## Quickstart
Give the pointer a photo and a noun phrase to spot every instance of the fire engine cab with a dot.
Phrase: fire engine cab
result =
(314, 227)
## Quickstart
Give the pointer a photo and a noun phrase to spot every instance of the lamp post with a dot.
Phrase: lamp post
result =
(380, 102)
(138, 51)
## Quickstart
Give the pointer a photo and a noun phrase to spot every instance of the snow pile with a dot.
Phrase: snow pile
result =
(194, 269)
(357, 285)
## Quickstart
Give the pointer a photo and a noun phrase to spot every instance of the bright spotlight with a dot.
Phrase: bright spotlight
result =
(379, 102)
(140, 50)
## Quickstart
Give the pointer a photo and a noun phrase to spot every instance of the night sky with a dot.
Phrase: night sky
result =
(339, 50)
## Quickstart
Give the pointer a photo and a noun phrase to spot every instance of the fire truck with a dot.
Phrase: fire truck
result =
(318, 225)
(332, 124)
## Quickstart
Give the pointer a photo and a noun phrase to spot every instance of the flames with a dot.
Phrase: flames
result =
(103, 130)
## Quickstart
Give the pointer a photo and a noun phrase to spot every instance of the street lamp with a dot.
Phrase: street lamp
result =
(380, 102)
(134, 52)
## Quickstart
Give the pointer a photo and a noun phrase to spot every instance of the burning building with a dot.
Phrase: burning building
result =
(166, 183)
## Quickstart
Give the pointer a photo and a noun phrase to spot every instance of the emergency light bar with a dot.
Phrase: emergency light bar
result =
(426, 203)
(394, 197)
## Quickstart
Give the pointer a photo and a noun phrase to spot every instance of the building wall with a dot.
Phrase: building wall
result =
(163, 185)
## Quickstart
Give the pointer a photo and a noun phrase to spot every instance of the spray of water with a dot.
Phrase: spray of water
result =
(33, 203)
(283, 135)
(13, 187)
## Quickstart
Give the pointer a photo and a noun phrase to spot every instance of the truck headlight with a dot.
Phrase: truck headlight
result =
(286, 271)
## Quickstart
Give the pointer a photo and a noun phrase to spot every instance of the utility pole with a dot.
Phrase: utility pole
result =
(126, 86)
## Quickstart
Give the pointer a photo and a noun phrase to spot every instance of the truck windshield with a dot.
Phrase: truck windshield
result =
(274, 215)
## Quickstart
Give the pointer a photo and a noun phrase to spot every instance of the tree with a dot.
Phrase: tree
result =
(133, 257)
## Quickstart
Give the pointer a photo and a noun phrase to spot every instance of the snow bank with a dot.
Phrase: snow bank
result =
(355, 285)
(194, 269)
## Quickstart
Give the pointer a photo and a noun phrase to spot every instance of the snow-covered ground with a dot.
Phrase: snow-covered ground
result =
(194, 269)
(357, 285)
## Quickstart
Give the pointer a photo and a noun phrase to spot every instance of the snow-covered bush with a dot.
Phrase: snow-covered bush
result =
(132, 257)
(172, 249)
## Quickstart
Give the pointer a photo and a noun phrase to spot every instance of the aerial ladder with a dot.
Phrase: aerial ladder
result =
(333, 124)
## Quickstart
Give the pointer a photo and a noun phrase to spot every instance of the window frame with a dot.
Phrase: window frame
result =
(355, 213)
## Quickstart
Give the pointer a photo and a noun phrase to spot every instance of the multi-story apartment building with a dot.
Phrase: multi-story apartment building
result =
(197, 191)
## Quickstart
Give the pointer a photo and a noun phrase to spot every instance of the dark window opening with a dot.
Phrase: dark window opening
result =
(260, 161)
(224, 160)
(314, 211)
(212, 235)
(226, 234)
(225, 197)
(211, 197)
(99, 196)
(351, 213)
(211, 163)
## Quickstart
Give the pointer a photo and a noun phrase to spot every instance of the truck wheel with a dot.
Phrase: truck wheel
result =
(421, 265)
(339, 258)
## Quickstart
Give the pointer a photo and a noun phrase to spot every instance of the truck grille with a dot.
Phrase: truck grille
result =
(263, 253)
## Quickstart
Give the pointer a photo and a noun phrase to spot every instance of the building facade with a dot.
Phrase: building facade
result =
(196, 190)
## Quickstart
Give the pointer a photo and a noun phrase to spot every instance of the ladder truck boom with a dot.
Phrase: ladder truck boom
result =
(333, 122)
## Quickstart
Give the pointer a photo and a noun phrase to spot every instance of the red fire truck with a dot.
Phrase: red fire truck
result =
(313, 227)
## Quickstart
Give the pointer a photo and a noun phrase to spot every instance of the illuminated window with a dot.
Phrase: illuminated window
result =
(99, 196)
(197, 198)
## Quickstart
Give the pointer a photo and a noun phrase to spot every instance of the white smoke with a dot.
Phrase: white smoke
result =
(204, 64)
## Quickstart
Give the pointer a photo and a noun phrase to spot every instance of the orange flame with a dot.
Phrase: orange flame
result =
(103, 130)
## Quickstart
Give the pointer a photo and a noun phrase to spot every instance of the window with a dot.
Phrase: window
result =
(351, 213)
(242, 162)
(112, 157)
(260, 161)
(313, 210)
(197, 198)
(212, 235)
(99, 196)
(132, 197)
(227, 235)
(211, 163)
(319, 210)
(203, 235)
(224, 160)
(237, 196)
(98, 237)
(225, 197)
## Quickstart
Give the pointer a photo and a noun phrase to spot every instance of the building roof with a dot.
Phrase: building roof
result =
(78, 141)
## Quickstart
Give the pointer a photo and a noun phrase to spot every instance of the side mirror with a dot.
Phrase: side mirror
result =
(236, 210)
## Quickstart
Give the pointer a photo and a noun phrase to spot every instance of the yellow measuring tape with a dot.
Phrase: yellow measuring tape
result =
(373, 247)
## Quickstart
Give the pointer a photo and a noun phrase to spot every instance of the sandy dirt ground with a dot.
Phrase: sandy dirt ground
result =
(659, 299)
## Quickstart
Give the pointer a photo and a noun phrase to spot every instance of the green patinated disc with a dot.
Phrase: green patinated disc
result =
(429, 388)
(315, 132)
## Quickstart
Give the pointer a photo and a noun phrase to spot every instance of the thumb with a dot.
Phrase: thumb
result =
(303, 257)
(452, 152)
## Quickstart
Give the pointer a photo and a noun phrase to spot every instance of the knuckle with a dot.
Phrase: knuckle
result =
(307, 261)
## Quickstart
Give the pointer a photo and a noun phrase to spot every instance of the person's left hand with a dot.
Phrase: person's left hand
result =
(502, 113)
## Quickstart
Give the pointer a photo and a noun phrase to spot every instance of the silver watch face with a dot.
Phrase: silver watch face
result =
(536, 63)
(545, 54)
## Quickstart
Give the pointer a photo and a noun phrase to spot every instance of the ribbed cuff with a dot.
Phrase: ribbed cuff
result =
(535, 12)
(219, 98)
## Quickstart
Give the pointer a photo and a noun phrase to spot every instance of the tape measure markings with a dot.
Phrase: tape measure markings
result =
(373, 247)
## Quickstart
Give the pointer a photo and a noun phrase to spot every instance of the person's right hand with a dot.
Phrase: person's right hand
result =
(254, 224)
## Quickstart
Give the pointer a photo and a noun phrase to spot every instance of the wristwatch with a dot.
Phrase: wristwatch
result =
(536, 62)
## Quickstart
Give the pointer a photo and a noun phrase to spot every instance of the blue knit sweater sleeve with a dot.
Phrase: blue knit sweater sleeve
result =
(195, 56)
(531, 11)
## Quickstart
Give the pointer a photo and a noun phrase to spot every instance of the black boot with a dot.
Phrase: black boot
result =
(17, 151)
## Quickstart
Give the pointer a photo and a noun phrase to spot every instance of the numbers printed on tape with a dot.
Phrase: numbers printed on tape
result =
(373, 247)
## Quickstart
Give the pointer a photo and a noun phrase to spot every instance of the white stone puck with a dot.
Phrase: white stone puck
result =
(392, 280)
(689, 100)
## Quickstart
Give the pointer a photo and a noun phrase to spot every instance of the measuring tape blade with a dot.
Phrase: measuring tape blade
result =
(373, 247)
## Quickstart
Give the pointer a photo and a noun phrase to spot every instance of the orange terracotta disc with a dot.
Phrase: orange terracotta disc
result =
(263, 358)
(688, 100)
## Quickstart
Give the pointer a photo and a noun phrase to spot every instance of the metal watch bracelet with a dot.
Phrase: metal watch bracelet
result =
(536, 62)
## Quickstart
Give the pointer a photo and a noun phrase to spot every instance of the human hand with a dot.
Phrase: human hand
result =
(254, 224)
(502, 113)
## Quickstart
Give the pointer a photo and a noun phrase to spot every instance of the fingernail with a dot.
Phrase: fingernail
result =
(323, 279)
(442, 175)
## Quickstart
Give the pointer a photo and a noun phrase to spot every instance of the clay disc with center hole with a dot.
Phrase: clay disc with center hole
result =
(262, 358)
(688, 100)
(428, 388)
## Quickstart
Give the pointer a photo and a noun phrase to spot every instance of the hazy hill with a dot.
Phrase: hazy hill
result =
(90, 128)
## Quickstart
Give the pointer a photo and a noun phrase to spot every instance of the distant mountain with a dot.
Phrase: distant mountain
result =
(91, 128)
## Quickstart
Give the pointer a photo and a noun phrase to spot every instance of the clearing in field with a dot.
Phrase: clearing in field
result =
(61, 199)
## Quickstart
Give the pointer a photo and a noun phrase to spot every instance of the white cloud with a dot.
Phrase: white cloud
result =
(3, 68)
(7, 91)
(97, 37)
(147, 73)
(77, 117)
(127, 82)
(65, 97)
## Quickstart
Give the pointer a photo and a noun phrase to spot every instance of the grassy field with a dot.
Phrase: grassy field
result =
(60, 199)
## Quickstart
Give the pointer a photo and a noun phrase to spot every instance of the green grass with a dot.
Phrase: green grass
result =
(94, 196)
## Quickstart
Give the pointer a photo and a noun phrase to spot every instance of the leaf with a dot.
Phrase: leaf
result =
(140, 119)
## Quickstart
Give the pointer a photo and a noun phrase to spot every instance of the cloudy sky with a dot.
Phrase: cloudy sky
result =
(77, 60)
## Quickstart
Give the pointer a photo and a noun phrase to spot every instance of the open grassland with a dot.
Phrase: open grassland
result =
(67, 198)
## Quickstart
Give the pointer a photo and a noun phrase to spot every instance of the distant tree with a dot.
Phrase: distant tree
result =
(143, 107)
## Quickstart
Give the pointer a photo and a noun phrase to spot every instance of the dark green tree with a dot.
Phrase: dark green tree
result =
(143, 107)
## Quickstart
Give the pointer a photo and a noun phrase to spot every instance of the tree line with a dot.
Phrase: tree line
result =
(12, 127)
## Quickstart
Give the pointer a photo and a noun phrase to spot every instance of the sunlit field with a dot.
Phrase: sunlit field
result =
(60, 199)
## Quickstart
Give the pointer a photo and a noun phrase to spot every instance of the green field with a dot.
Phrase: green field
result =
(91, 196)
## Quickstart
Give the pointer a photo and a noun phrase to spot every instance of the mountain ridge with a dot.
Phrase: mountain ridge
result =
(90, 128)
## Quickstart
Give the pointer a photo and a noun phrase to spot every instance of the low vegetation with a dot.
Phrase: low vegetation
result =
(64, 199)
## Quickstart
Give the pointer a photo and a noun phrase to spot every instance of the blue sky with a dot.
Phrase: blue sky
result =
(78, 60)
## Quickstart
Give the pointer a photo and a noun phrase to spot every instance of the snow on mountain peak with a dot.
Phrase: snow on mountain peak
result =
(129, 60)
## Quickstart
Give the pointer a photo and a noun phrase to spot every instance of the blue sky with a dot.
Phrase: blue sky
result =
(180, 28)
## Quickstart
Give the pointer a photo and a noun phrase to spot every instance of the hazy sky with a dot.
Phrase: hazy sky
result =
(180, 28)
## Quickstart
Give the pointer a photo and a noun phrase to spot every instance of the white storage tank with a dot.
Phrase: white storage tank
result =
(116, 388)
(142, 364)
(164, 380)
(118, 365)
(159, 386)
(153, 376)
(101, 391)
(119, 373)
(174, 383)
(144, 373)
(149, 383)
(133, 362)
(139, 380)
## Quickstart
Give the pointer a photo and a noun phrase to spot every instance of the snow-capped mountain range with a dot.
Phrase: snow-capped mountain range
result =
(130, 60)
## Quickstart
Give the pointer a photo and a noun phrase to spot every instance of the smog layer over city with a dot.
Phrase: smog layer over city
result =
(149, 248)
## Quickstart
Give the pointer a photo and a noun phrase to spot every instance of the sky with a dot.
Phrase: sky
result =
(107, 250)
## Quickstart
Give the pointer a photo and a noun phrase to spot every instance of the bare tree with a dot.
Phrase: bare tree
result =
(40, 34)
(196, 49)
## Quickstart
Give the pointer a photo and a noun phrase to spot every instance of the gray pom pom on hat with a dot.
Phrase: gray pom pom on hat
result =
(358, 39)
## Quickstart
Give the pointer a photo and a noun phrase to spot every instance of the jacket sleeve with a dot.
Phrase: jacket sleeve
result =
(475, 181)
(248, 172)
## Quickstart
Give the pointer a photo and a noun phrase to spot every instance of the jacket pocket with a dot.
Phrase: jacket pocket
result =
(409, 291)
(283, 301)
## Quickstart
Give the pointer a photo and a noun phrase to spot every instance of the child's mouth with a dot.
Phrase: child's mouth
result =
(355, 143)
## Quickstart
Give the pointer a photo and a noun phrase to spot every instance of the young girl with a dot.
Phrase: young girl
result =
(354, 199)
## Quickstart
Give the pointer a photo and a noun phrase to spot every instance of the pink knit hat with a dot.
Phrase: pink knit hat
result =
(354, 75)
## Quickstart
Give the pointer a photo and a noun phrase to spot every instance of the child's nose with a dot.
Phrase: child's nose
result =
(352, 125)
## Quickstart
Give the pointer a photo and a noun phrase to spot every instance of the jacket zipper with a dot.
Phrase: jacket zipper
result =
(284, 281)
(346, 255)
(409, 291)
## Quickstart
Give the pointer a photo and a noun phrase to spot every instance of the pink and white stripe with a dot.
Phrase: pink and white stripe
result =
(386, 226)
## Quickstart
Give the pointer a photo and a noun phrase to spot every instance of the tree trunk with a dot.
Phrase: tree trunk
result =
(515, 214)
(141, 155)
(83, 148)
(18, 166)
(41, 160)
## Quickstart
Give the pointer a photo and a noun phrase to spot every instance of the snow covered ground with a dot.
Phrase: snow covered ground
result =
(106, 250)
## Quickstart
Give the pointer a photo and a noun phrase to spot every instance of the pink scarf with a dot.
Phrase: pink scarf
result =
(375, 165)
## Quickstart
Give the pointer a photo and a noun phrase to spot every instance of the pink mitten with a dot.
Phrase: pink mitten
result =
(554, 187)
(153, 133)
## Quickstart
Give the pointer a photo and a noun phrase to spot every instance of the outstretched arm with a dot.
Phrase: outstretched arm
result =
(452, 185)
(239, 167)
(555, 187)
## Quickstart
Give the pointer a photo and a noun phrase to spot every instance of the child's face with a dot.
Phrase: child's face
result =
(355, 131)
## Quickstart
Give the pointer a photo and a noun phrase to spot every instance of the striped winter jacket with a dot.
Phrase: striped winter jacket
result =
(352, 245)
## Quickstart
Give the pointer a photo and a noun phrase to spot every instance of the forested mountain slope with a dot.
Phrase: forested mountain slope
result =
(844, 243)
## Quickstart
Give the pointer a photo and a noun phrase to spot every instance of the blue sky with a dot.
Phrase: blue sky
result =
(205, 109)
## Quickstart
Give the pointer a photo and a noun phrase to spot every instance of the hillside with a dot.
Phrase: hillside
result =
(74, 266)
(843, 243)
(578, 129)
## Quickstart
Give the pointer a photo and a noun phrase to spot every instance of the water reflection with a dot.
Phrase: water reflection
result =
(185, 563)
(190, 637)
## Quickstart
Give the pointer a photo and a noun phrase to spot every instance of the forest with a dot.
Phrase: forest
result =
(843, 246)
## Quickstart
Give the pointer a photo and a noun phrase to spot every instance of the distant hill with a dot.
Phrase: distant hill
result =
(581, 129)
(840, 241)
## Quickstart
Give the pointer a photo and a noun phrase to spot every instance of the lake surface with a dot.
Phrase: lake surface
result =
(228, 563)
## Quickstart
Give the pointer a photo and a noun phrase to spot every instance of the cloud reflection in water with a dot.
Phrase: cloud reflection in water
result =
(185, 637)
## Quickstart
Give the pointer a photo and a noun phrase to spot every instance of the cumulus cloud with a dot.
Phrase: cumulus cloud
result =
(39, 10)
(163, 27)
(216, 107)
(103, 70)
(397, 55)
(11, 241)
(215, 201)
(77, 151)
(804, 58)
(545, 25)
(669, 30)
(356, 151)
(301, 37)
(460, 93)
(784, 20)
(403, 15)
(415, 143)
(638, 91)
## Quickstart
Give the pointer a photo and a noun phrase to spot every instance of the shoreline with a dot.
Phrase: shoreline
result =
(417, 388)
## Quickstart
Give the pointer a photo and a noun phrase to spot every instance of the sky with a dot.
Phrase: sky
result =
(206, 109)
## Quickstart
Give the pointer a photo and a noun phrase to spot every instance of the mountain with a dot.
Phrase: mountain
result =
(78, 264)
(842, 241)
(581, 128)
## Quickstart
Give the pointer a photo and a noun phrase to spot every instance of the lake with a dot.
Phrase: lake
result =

**GIVEN REQUEST:** Extract every line of the records that contains the string "hazy", treating uppercase and lowercase as distinct.

**CORRECT RESULT:**
Give the pointer a photo and a noun phrase to spot every instance of the hazy hill with a dot.
Phrase: hazy hill
Give the pointer a photo and a noun phrase to spot every instance of the hazy sky with a dot.
Phrase: hazy sky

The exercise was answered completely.